EXTRACTED TEXT »
◆ ◆ ◆

The Official Comment to Arkansas’ consolidated statute notes that an indictment or information need only charge the defendant with “theft,” specifying additional information, such as the subject matter and victim of the theft, sufficient to fairly apprise the accused of the case against him. There is no requirement that the indictment allege the particular manner of theft. In a similar vein, the New York statute provides that in a prosecution for the consolidated offense of larceny (other than extortion), it is sufficient if the indictment alleges that the defendant “stole property of the nature or value required for the commission of the crime charged, without designating the particular way or manner in which such property was stolen or the particular theories of larceny involved.” The Idaho statute is markedly similar to the New York statute.

Y

A primary purpose to be fulfilled by a charging document under Maryland law is to satisfy the constitutional requirement of Article 21 of the Declaration of Rights that each person charged with a crime be informed of the accusation against him, first, by characterizing the crime and, second, by so describing it as to inform the accused of the specific conduct with which he is charged. Williams v. State, 302 Md. 787, 490 A.2d 1277 (1985); State v. Morton, 295 Md. 487, 456 A.2d 909 (1983); Ayre v. State, 291 Md. 155, 433 A.2d 1150 (1981). The common law rule in Maryland, applicable in cases involving statutory short form indictments, is that a charging document must allege the *337essential elements of the offense charged.10 Robinson v. State, 298 Md. 193, 468 A.2d 328 (1983); Pearlman v. State, 232 Md. 251, 192 A.2d 767 (1963); Neusbaum v. State, 156 Md. 149, 143 A. 872 (1928). All essential elements of the crime need not, however, be expressly averred in the charging document; elements may be implied from language used in the indictment or information. Williams v. State, supra; Putnam v. State, 234 Md. 537, 200 A.2d 59 (1964); State v. Coblentz, 167 Md. 523, 175 A. 340 (1934); Bosco v. State, 157 Md. 407, 146 A. 238 (1929); Rice v. State, 9 Md.App. 552, 267 A.2d 261, cert. denied, 259 Md. 735 (1970). For example, in Bosco, an attempted bribery case, we held that scienter need not be expressly alleged in the indictment if it is necessarily implied therein from the statement of the acts which constitute the offense. In Coblentz, involving a charging document for fraud, we concluded that the essential element of knowledge—that the fraudulent statements were known to be false when made—was implied from a fair reading of the language of the indictment. We there said that “the fact that the words [of the indictment] may leave unspecified one or more essential elements of the crime” is not necessarily fatal. 167 Md. at 529, 175 A. 340. In Williams v. State, supra, involving an armed robbery indictment, we noted that the averment that the defendant “did rob” the victim plainly implied that the crime was committed with the requisite intent permanently to deprive the owner of her property. Moreover, the particular conduct necessary to establish an offense, i.e., the manner or means of its commission, need not be alleged as elements in the charging document. State v. Morton, supra; Shelton v. State, 198 Md. 405, 84 A.2d 76 (1951); Neusbaum v. State, supra.

◆ ◆ ◆

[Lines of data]
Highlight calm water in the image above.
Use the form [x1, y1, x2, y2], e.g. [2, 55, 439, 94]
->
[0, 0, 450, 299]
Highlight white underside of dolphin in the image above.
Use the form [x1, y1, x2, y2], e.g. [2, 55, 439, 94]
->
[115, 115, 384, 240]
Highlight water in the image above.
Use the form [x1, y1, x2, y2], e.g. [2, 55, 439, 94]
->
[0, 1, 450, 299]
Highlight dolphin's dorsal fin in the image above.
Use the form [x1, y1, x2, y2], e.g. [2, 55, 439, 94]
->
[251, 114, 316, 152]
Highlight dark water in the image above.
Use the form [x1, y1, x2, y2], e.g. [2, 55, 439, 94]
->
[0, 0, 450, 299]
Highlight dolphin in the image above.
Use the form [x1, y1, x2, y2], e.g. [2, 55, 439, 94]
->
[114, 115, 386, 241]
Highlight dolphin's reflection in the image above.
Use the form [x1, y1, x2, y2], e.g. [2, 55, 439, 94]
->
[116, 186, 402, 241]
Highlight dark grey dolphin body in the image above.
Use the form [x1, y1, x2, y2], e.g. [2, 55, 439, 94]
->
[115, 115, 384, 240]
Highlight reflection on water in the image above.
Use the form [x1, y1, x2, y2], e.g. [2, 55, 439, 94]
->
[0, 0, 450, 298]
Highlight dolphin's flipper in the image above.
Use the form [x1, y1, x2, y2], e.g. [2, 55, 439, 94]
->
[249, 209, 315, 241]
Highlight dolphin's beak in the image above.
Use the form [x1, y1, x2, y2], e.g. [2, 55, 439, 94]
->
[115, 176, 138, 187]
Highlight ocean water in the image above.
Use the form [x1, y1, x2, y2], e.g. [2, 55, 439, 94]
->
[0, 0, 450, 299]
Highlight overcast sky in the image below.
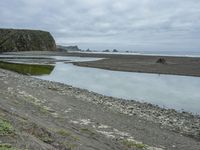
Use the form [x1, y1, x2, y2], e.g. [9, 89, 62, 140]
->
[0, 0, 200, 51]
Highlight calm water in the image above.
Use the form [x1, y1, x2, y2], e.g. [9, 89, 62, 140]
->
[37, 62, 200, 114]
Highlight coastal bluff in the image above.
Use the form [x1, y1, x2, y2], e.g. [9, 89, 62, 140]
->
[0, 29, 56, 52]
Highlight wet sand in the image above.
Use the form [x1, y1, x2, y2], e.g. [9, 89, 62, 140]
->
[70, 54, 200, 76]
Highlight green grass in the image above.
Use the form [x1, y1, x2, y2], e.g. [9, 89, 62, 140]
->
[0, 118, 14, 136]
[81, 128, 95, 136]
[122, 140, 146, 149]
[0, 144, 16, 150]
[0, 61, 54, 75]
[57, 129, 72, 136]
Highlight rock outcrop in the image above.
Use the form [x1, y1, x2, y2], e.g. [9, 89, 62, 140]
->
[0, 29, 56, 52]
[57, 45, 81, 51]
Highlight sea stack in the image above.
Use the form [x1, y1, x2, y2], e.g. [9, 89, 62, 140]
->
[0, 29, 56, 52]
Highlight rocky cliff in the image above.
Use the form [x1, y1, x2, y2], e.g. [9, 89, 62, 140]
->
[0, 29, 56, 52]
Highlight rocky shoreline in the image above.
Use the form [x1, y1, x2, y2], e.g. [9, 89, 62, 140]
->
[44, 77, 200, 140]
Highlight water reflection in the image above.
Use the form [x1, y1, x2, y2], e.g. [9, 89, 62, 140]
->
[38, 63, 200, 114]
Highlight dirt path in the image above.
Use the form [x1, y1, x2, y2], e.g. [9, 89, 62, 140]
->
[0, 69, 200, 150]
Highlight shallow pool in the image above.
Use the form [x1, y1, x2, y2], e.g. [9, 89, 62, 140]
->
[37, 62, 200, 114]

◆ ◆ ◆

WRITTEN TASK A » In the passage on charging documents, which state's statute is described as markedly similar to the New York statute?
WRITTEN TASK B » Write out these lines from the records without any changes. Start at the line that has "Highlight green grass in the image above." and end after the line that has "[57, 45, 81, 51]".

CORRECT ANSWER A » Idaho's.

CORRECT ANSWER B »
Highlight green grass in the image above.
Use the form [x1, y1, x2, y2], e.g. [9, 89, 62, 140]
->
[0, 118, 14, 136]
[81, 128, 95, 136]
[122, 140, 146, 149]
[0, 144, 16, 150]
[0, 61, 54, 75]
[57, 129, 72, 136]
Highlight rock outcrop in the image above.
Use the form [x1, y1, x2, y2], e.g. [9, 89, 62, 140]
->
[0, 29, 56, 52]
[57, 45, 81, 51]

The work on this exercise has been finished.